Copy out every line of the records below word for word, changing nothing.

**Provided information**
· · ·

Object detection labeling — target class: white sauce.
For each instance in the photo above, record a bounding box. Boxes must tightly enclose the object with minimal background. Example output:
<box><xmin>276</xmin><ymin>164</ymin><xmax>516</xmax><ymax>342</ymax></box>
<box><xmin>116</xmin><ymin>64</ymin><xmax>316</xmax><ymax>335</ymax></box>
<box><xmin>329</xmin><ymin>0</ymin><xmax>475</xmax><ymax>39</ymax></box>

· · ·

**Exercise solution**
Object detection labeling — target class: white sauce.
For each instance in the photo above, record a bounding box. Boxes must tightly enclose the object with minimal background. Example output:
<box><xmin>276</xmin><ymin>164</ymin><xmax>516</xmax><ymax>342</ymax></box>
<box><xmin>116</xmin><ymin>64</ymin><xmax>316</xmax><ymax>335</ymax></box>
<box><xmin>329</xmin><ymin>0</ymin><xmax>475</xmax><ymax>39</ymax></box>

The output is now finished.